[Start Supplied records]
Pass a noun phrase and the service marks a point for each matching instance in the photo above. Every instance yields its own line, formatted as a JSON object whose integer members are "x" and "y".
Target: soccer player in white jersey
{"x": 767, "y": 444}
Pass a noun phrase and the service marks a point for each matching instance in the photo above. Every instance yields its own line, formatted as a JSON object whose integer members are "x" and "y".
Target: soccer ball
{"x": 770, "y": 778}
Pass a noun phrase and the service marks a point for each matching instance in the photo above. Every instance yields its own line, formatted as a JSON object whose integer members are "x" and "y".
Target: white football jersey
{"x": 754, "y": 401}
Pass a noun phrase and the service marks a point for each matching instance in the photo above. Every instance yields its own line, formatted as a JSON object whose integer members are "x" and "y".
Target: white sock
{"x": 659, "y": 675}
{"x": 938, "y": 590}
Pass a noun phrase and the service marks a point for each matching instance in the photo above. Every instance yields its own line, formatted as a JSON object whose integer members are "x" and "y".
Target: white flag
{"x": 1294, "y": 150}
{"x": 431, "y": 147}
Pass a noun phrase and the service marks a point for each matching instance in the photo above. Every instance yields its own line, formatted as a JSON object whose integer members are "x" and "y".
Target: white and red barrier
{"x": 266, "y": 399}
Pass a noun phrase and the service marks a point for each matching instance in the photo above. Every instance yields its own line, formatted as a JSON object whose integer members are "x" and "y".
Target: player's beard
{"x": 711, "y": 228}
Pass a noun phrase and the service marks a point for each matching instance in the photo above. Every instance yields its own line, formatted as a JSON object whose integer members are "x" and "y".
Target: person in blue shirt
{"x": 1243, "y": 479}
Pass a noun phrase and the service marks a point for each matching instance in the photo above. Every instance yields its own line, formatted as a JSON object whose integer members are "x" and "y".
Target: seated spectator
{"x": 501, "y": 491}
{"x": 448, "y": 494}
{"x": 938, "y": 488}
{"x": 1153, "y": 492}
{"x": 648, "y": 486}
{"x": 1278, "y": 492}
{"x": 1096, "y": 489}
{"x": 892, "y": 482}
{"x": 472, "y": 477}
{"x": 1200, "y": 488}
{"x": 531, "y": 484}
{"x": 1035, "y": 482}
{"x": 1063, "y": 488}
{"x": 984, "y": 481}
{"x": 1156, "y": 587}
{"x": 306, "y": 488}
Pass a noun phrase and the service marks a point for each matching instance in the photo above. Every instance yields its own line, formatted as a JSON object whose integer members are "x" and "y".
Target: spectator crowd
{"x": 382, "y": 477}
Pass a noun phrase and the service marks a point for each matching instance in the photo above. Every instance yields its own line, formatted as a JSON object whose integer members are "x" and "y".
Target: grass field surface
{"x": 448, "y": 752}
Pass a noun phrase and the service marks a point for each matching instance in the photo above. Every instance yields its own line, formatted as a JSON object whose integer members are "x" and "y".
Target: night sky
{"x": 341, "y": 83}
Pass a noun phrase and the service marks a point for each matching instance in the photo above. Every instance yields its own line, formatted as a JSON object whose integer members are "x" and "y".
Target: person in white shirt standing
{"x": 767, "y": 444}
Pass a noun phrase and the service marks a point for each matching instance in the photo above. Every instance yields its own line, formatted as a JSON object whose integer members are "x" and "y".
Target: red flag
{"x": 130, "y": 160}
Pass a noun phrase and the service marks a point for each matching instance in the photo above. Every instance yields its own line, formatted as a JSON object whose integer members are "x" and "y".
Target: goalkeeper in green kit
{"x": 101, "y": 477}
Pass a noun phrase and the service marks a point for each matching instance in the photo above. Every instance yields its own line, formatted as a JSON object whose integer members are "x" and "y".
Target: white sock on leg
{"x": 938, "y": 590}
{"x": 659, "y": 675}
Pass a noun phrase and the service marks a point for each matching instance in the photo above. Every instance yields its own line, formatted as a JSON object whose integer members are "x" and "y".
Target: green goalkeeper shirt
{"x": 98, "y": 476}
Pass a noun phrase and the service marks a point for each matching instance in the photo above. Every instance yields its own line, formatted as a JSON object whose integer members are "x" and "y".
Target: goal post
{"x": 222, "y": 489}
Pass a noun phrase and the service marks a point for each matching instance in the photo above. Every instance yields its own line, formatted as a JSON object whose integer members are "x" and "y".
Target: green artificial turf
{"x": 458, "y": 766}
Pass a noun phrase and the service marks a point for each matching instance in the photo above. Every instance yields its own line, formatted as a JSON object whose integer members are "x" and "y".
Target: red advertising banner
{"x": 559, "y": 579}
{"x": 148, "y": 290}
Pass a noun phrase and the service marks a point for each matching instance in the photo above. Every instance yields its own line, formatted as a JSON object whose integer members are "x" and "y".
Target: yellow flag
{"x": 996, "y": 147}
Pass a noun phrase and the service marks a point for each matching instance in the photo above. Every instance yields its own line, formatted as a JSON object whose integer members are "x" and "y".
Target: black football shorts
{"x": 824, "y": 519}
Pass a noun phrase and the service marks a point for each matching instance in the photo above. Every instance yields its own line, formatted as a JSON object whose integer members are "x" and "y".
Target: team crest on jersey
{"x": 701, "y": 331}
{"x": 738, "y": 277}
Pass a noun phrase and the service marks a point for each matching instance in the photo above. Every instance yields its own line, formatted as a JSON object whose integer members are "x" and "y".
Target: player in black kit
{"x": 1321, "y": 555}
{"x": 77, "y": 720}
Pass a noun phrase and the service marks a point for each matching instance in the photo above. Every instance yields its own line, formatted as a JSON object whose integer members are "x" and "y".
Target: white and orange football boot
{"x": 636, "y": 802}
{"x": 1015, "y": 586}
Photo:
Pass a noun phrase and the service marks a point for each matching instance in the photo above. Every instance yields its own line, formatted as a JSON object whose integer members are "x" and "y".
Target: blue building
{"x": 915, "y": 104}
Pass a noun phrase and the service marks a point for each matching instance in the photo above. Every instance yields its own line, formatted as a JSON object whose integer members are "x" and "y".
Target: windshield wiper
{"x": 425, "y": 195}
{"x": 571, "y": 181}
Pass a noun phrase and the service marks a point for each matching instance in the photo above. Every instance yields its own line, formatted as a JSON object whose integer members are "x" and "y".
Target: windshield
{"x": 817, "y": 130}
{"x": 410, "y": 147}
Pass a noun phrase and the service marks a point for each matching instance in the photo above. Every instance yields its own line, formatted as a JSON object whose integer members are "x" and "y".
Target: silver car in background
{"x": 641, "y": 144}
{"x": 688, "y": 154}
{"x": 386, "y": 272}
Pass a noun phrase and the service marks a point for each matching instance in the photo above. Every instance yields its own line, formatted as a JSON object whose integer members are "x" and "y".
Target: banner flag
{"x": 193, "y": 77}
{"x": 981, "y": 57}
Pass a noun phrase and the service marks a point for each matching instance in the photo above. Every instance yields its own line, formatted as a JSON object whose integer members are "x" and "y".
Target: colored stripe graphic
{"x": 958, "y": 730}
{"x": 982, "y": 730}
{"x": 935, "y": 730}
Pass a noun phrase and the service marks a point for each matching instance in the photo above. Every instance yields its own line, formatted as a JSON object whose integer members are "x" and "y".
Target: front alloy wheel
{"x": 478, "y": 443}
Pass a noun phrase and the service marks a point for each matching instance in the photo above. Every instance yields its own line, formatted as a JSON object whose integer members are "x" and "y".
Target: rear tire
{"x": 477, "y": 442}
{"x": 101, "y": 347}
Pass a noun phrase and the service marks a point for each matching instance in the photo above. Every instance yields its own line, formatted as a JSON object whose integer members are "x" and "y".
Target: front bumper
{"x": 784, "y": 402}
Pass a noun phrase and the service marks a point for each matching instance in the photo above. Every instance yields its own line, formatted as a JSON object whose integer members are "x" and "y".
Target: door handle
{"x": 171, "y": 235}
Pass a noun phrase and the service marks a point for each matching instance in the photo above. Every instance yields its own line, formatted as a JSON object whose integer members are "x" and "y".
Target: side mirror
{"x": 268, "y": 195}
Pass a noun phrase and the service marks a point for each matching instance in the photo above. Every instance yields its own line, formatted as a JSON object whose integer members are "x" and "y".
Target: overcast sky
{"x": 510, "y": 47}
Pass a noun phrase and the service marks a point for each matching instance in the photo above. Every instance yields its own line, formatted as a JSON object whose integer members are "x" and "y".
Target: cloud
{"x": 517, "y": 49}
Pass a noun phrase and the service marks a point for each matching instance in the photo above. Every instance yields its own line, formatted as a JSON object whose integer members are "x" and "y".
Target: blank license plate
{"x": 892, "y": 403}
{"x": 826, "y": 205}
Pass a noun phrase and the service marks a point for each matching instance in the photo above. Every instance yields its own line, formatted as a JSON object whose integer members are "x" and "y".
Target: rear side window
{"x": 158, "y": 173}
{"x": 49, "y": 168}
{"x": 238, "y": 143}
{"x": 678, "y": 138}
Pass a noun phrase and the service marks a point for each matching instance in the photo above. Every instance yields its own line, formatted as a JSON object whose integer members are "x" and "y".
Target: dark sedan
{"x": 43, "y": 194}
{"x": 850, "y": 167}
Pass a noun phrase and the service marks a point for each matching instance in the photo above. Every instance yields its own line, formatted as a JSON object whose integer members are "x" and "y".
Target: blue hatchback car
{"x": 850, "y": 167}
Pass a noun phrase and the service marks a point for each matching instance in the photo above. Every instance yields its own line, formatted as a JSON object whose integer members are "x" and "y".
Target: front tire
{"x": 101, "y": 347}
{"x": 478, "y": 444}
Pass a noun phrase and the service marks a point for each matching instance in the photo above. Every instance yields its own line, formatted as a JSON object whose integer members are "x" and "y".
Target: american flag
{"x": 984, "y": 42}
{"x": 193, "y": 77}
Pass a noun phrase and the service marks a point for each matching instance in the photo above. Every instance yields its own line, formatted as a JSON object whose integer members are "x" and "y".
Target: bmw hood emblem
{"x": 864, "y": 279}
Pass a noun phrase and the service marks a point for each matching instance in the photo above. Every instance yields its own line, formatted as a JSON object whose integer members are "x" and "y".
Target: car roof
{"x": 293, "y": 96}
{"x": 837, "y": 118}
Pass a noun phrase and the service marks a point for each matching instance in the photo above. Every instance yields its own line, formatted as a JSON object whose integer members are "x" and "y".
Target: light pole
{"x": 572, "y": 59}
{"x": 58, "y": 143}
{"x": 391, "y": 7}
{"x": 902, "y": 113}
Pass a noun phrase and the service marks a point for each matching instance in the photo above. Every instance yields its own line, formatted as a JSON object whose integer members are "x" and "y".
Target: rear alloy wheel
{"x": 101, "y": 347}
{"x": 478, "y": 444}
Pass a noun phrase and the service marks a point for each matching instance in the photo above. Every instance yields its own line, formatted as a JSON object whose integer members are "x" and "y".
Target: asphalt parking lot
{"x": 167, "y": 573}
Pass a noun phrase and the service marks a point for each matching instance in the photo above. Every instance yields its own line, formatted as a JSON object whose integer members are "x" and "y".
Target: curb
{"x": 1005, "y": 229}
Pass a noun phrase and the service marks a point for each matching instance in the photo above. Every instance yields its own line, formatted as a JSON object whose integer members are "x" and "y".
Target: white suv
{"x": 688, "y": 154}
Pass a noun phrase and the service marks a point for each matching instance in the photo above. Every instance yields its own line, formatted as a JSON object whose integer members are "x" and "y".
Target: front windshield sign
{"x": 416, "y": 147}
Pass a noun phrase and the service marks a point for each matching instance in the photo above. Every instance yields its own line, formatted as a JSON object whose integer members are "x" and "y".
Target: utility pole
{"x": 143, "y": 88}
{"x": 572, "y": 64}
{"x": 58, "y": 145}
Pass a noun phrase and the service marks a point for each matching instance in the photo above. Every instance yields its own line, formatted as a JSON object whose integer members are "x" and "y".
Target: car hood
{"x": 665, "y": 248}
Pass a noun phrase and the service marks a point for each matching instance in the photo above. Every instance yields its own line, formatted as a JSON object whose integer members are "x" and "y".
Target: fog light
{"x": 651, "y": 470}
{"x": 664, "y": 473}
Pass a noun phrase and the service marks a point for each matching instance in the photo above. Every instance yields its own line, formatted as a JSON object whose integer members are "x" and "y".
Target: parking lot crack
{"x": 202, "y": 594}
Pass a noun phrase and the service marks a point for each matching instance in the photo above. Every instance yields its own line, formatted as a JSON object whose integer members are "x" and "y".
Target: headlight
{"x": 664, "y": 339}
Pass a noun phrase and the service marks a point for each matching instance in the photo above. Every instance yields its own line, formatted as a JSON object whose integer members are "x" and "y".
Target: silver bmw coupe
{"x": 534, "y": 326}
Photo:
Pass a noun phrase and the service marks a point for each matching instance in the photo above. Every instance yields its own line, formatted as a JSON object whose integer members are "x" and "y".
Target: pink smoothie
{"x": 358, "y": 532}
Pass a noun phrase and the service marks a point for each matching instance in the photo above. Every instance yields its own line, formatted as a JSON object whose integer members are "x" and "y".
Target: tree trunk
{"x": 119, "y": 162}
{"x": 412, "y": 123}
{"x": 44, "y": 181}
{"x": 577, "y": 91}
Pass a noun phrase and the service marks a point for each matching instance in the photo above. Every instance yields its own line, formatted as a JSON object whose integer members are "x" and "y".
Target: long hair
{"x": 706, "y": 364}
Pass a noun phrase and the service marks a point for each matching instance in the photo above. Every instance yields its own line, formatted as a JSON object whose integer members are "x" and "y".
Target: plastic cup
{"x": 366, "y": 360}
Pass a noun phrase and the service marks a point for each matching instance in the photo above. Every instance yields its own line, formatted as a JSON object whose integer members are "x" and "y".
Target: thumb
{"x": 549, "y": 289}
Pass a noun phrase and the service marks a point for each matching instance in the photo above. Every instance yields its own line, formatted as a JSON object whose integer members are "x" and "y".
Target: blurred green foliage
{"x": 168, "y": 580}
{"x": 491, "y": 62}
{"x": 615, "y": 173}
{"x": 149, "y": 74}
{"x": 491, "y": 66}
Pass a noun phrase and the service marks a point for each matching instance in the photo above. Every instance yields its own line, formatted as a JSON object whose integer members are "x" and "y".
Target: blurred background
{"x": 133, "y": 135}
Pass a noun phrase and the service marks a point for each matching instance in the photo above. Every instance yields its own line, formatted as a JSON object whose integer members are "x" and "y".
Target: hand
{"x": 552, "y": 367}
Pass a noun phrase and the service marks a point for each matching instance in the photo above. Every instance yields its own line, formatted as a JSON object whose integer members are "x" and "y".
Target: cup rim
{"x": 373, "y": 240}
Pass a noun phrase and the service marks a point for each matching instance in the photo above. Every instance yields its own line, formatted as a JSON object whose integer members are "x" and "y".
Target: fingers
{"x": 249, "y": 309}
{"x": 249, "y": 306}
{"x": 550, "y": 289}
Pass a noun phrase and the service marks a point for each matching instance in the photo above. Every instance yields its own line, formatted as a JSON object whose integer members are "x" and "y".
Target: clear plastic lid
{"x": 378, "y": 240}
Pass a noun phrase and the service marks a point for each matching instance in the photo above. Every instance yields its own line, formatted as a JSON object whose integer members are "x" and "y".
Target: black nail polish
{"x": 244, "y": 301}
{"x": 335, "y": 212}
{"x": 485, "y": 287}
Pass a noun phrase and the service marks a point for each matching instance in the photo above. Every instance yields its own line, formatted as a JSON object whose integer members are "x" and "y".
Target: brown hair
[End Supplied records]
■ **Exercise instructions**
State how many lines of the items above contain the word "plastic". Give only the number.

■ **Task result**
2